* Aim of the task *
Reproduce the data verbatim, from the line containing "Please identify the child" through the final line of the data, including both of those lines.

[start]

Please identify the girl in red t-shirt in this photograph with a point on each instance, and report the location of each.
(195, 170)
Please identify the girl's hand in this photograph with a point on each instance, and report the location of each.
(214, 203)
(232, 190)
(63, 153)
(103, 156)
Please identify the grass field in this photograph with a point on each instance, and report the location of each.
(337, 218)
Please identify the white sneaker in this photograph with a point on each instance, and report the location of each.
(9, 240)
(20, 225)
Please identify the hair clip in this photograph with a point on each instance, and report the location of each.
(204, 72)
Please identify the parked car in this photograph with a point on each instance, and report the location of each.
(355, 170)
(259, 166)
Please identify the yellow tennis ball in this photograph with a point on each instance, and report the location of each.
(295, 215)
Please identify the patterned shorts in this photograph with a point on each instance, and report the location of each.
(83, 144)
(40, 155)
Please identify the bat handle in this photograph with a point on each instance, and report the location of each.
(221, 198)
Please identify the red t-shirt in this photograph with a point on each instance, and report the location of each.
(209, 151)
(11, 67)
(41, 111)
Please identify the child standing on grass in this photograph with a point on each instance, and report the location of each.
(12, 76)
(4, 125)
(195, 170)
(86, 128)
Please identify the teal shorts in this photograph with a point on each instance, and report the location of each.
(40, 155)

[end]

* Answer to this task *
Please identify the child standing on grass in this photograph with a point on each instance, and report the location of each.
(12, 76)
(4, 125)
(195, 170)
(86, 128)
Please identify the teal shorts in this photograph with a point on each instance, and report the location of each.
(40, 155)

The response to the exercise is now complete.